#### Requirement A
Substitute "approximately" for "roughly" and give everything from "5.2. Transformer vs." down to "Errors vs. SOTA." in the excerpt on English-to-Spanish translation models.
#### Requirement B
Proceed with the excerpt on English-to-Spanish translation models, picking it up from the point where it stops.

The Transformer architectures demonstrated superior data efficiency. Even with only 200K training samples, the Transformer (BLEU 16.06) outperformed the BiLSTM trained on the full 1M dataset. Scaling the Transformer to the full 1M dataset achieved our best result of BLEU 20.26.

4.2. Embedding Compatibility

We hypothesized that initializing an LSTM with pre-trained embeddings from a Transformer model would improve performance (Exp 3). However, this resulted in a BLEU of 1.04, performing worse than the attention model.

Figure 2 shows the catastrophic failure of this experiment. The loss curve remains flat, suggesting that embeddings optimized for Transformer attention patterns are not compatible with the sequential inductive bias of LSTMs.

4.3. Training Dynamics

Figure 3 illustrates the training progression of our Transformer models. The 1M-sample model converges to a significantly lower validation loss.

5. Discussion and Error Analysis

To better understand the performance gap, we conducted a qualitative analysis of the translations.

5.1. LSTM Failure Modes

Table 3 presents representative errors from the LSTM baselines. The Vanilla LSTM exhibits the "vanishing gradient" problem visually: it gets stuck in repetition loops. The BiLSTM + Attention model fixes the coverage issue but lacks fluency, often producing "word salad" or hallucinating non-existent words.

5.2. Transformer vs. State-of-the-Art

Our Transformer (1M) produces grammatically fluent Spanish, correcting the syntactic disasters of the LSTMs. However, a gap of roughly 6 BLEU points remains between our model and the Helsinki-NLP SOTA model. This gap is driven by subtle semantic and morphological errors, consistent with findings in other domain adaptation studies [12].

Table 4. Transformer Errors vs. SOTA.

Source (English)	Our Transformer (1M)	SOTA (Helsinki-NLP)

#### Data shown
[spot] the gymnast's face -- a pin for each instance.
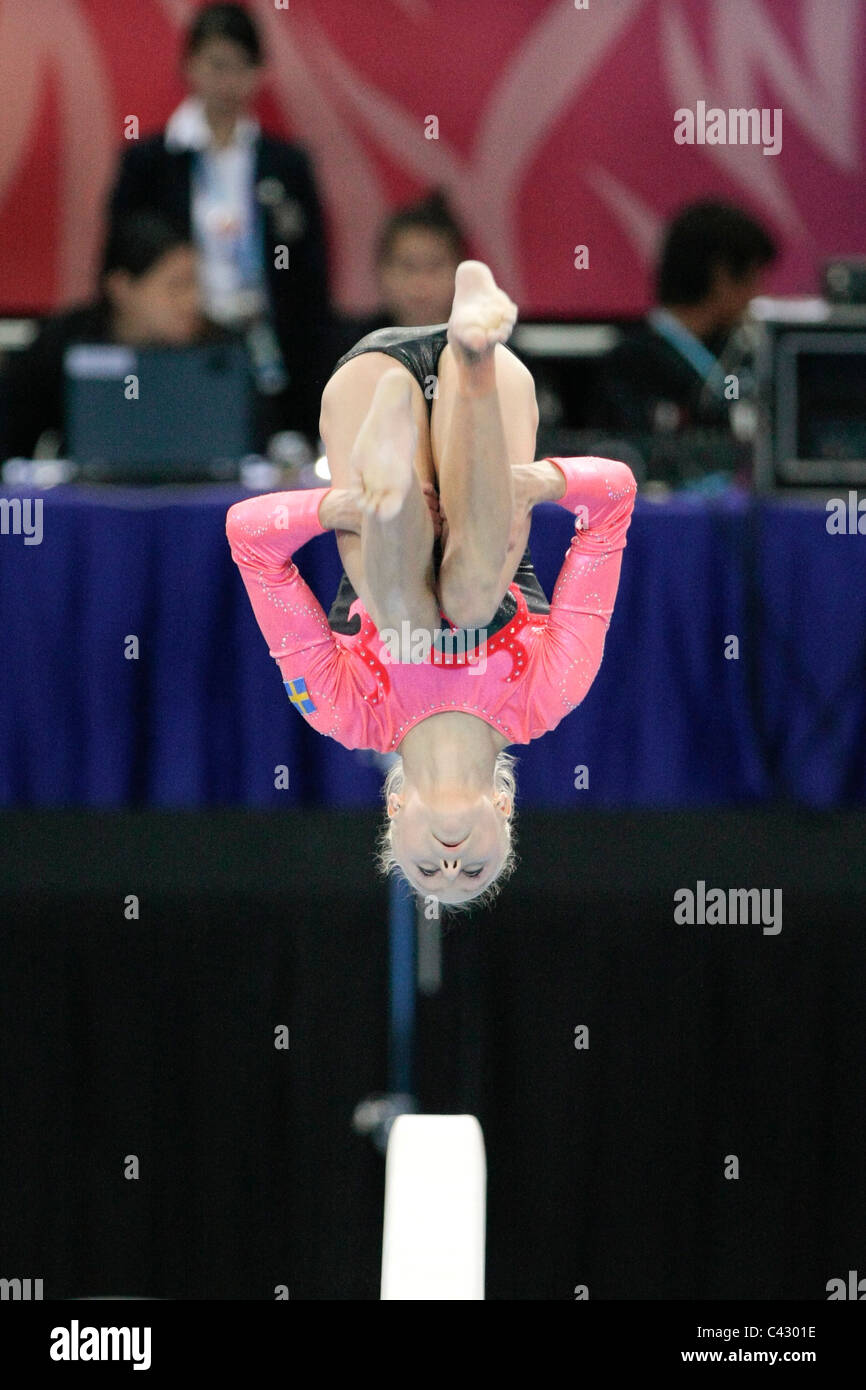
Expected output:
(451, 845)
(417, 278)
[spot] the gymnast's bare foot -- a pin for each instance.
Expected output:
(481, 316)
(382, 456)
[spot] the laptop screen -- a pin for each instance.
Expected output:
(167, 410)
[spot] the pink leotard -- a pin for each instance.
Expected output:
(538, 667)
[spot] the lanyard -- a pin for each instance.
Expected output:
(246, 250)
(687, 345)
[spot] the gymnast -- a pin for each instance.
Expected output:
(430, 437)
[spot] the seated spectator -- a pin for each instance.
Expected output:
(248, 200)
(149, 295)
(666, 377)
(417, 253)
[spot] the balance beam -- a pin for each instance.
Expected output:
(435, 1204)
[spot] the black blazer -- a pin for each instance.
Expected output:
(157, 178)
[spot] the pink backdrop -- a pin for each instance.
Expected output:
(555, 128)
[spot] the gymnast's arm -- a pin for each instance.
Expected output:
(263, 534)
(599, 494)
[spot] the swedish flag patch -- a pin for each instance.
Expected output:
(299, 695)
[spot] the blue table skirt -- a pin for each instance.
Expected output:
(200, 717)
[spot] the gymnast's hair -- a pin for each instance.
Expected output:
(503, 781)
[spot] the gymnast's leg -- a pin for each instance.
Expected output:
(377, 439)
(484, 423)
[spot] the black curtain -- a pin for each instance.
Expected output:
(154, 1037)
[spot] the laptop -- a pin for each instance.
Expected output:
(159, 414)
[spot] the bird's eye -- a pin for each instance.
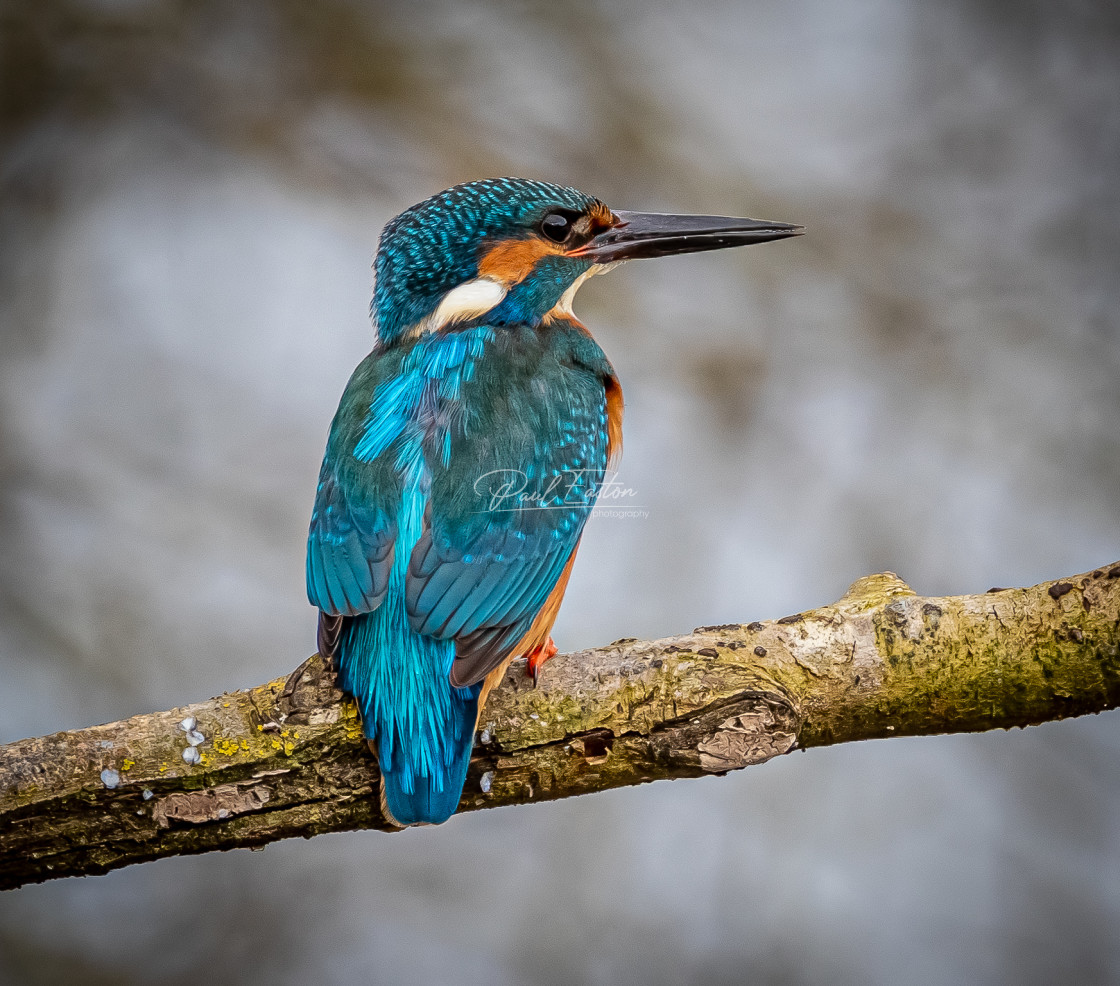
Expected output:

#### Response A
5.2. Transformer vs. State-of-the-Art

Our Transformer (1M) produces grammatically fluent Spanish, correcting the syntactic disasters of the LSTMs. However, a gap of approximately 6 BLEU points remains between our model and the Helsinki-NLP SOTA model. This gap is driven by subtle semantic and morphological errors, consistent with findings in other domain adaptation studies [12].

Table 4. Transformer Errors vs. SOTA.

#### Response B
The judge decided to reduce the sentence.	El juez decidió reducir la frase.	El juez decidió reducir la sentencia.
It is crucial that she arrive on time.	Es crucial que ella llega a tiempo.	Es crucial que ella llegue a tiempo.
The orthodontist checked her teeth.	El ortodoxo revisó sus dientes.	El ortodoncista revisó sus dientes.

6. Conclusion

We presented a systematic comparison of NMT architectures for English-Spanish translation. Our results confirm the superiority of the Transformer architecture, which achieves a BLEU score of 20.26, nearly double that of the best LSTM baseline.

Our analysis reveals that while Transformers are highly data-efficient, bridging the final gap to state-of-the-art performance requires massive datasets to handle rare vocabulary and complex grammatical moods effectively. Furthermore, we demonstrated that simple transfer learning via embedding initialization is ineffective for LSTMs, highlighting the importance of architectural compatibility.

Acknowledgments

We acknowledge the use of NVIDIA L40S GPUs provided by the University of Pennsylvania’s computing cluster. This work utilized the OPUS-100 dataset and FLORES+ benchmark. We thank the OPUS project for providing the parallel corpora.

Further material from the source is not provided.